*** Listing
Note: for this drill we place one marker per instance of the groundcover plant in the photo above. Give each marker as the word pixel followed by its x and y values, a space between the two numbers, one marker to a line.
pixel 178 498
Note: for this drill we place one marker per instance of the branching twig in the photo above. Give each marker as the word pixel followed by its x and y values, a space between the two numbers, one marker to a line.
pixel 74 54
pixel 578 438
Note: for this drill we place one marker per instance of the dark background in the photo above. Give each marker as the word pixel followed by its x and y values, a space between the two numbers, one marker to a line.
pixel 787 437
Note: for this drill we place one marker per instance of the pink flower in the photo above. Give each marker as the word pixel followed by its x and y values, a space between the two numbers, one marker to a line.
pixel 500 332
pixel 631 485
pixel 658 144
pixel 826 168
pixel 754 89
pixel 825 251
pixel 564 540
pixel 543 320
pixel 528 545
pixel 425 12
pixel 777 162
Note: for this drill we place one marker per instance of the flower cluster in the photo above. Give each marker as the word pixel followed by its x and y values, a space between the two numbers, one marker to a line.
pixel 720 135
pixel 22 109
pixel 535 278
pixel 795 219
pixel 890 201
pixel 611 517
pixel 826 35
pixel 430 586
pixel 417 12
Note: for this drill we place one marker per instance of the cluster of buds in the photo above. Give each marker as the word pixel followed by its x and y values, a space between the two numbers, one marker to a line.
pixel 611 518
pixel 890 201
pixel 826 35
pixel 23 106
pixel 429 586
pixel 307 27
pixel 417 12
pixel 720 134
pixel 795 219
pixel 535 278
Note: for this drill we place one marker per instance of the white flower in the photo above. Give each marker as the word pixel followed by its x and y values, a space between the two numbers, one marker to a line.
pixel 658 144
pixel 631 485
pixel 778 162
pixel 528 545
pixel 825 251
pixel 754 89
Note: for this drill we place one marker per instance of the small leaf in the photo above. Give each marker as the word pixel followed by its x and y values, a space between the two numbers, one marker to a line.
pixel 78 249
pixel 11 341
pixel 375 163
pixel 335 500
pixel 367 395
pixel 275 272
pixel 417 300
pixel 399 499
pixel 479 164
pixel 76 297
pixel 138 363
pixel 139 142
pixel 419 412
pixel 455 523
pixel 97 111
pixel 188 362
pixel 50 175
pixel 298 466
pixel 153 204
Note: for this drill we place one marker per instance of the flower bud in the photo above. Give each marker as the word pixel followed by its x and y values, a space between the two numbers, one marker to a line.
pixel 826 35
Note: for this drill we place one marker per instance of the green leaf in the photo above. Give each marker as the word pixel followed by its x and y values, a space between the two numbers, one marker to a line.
******
== What to produce ==
Extract every line of the records above and reproduce each one word for word, in its original order.

== Solution to the problem ==
Note: for this drill we place one marker per instance of the groundcover plant in the photo above. Give each marker as the word pixel followed by its x and y values, a space between the two numbers, one marker to a line.
pixel 178 498
Note: for this drill we place one marker per instance of the branching twig in the photo above. Give each marker as the word pixel followed by its x and y values, a space between the two numbers, one marker to a line.
pixel 74 54
pixel 578 438
Note: for this drill we place one marker per instance of the dark background in the photo above. Give each marker as the word pixel followed by its x and y values, a space between the two numbers, one marker to a line.
pixel 787 437
Note: for this drill we place one marker per instance of the pink flower in the photo above. Give each marker as the word pixel followed by its x and y values, a space between the two numbers, one marker to a line.
pixel 500 332
pixel 631 485
pixel 658 144
pixel 826 168
pixel 754 89
pixel 825 251
pixel 564 540
pixel 543 320
pixel 528 545
pixel 425 12
pixel 777 162
Note: for this drill we place one marker per instance of the flower cluster in the photo above. Give each marker as the word pixel followed by its x and y values, a space between the two numbers, one marker to a line.
pixel 720 135
pixel 22 109
pixel 535 278
pixel 795 219
pixel 890 201
pixel 611 517
pixel 826 35
pixel 430 586
pixel 417 12
Note: for this drill we place one marker per instance of the cluster of buds in the photo above. Give each marker as the word pixel followed by its x and y values, a space between the two numbers, one marker to a line.
pixel 611 518
pixel 890 201
pixel 826 35
pixel 23 106
pixel 429 586
pixel 307 27
pixel 417 12
pixel 720 134
pixel 795 219
pixel 535 278
Note: for this drill we place one marker per instance of the white flower in the photo above. Give each marker as the word pixel followed by its x and y values, a space between the two numbers, one marker to a line.
pixel 658 144
pixel 631 485
pixel 778 162
pixel 528 545
pixel 825 251
pixel 754 89
Note: for this drill we place one marker per instance of the small leaf in the photo above. Give each marker as the word pixel followed by its x and y values, a space between the two numbers, one marker to a line.
pixel 78 249
pixel 11 341
pixel 375 163
pixel 335 500
pixel 367 395
pixel 275 272
pixel 417 300
pixel 399 499
pixel 479 164
pixel 76 297
pixel 138 363
pixel 139 142
pixel 419 412
pixel 455 523
pixel 97 111
pixel 188 362
pixel 50 175
pixel 298 466
pixel 153 204
Note: for this drill we place one marker per instance of the flower bud in the photo above. Give each marker as the word pixel followed by its x and y values, a space between the two numbers, one marker to a line.
pixel 826 35
Note: for this drill we place one marker per instance of the green leaf in the photo above. Give each marker as the word pixel followed by its x and y values, a space between the two numbers, one marker to a line.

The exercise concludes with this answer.